## [TASK DIRECTIONS]
Give a faithful, exact copy of all entries, minus the images.

Photo-based referring expression data
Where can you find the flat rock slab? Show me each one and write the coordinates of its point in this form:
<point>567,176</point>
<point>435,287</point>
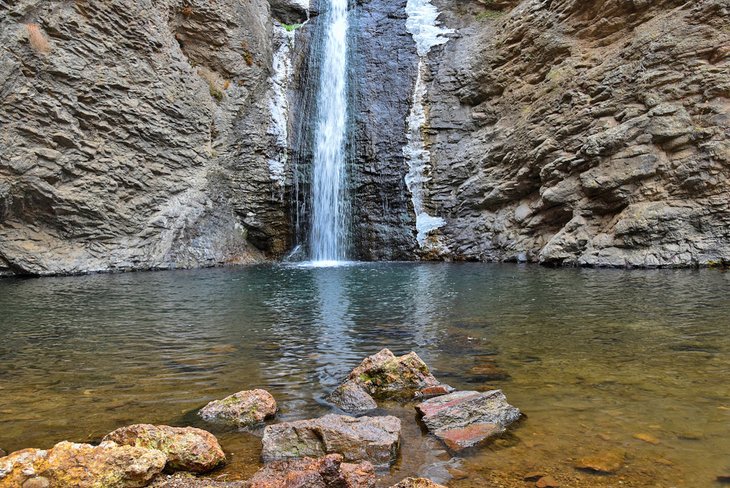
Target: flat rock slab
<point>69,464</point>
<point>466,418</point>
<point>186,448</point>
<point>245,408</point>
<point>386,376</point>
<point>352,398</point>
<point>373,439</point>
<point>327,472</point>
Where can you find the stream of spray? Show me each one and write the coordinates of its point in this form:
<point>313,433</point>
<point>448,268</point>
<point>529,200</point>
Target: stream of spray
<point>329,231</point>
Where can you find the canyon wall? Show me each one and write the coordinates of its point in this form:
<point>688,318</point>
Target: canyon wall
<point>173,133</point>
<point>582,133</point>
<point>139,135</point>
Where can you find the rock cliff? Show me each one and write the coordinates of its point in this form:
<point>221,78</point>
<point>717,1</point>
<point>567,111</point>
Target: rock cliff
<point>582,133</point>
<point>173,133</point>
<point>137,135</point>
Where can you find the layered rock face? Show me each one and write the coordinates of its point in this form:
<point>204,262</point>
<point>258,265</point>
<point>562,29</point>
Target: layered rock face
<point>138,135</point>
<point>582,133</point>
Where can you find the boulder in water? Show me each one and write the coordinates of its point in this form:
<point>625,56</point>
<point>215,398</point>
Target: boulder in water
<point>186,448</point>
<point>326,472</point>
<point>352,398</point>
<point>245,408</point>
<point>417,483</point>
<point>82,465</point>
<point>373,439</point>
<point>466,418</point>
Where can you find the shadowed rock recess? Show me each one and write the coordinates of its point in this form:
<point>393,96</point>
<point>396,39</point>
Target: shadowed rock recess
<point>157,134</point>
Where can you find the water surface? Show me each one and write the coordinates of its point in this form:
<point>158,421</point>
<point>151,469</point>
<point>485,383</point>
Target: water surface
<point>593,357</point>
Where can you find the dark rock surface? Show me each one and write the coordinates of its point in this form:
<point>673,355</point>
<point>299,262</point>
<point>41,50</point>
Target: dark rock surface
<point>383,66</point>
<point>583,133</point>
<point>466,418</point>
<point>123,143</point>
<point>373,439</point>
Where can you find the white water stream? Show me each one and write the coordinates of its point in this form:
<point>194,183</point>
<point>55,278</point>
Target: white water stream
<point>330,214</point>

## [SOLVED EXERCISE]
Where can you find the flat rock slab? Show me each one and write the coordinates of its point in this form:
<point>567,176</point>
<point>435,287</point>
Target: flat rock slab
<point>69,464</point>
<point>466,418</point>
<point>186,448</point>
<point>245,408</point>
<point>386,376</point>
<point>352,398</point>
<point>373,439</point>
<point>327,472</point>
Where can you find the stream of spray? Show me each one and write the coordinates of its point in this form:
<point>313,433</point>
<point>448,268</point>
<point>529,200</point>
Target: stream of spray
<point>329,231</point>
Where can you find the canyon wall? Show me each one and write the coordinates of its point in this form:
<point>688,318</point>
Target: canyon wall
<point>173,133</point>
<point>582,133</point>
<point>139,135</point>
Where can you find the rock cliff? Show me each one and write the coordinates of its point in this form:
<point>221,78</point>
<point>717,1</point>
<point>567,111</point>
Target: rock cliff
<point>582,133</point>
<point>173,133</point>
<point>137,135</point>
Where can you find the layered rock face? Show me each one and write the coordinates of its point in this form:
<point>204,262</point>
<point>258,265</point>
<point>562,29</point>
Target: layered rock face
<point>138,135</point>
<point>582,133</point>
Where can you find the boulder in water? Show me each one and write the coordinates of its point in this form:
<point>625,56</point>
<point>215,398</point>
Target: boulder in water
<point>186,448</point>
<point>326,472</point>
<point>352,398</point>
<point>245,408</point>
<point>417,483</point>
<point>82,465</point>
<point>373,439</point>
<point>466,418</point>
Where can you find the shadowed rock recess? Show me each one and write the coordinates of its point in this form:
<point>393,96</point>
<point>396,39</point>
Target: shadowed rock recess
<point>157,134</point>
Where can you find the water surface? Show me each one and write the coordinates of its point in this form:
<point>158,421</point>
<point>151,469</point>
<point>485,383</point>
Target: water surface
<point>593,357</point>
Where can you find the dark rock surface? Show me each one and write the coordinates of its point in this form:
<point>673,355</point>
<point>299,262</point>
<point>41,50</point>
Target: dark rock surface
<point>383,66</point>
<point>583,133</point>
<point>466,418</point>
<point>123,143</point>
<point>373,439</point>
Where can you find the white water stream? Show me each one and write the coordinates of its point in this form:
<point>194,183</point>
<point>55,278</point>
Target: white water stream
<point>330,214</point>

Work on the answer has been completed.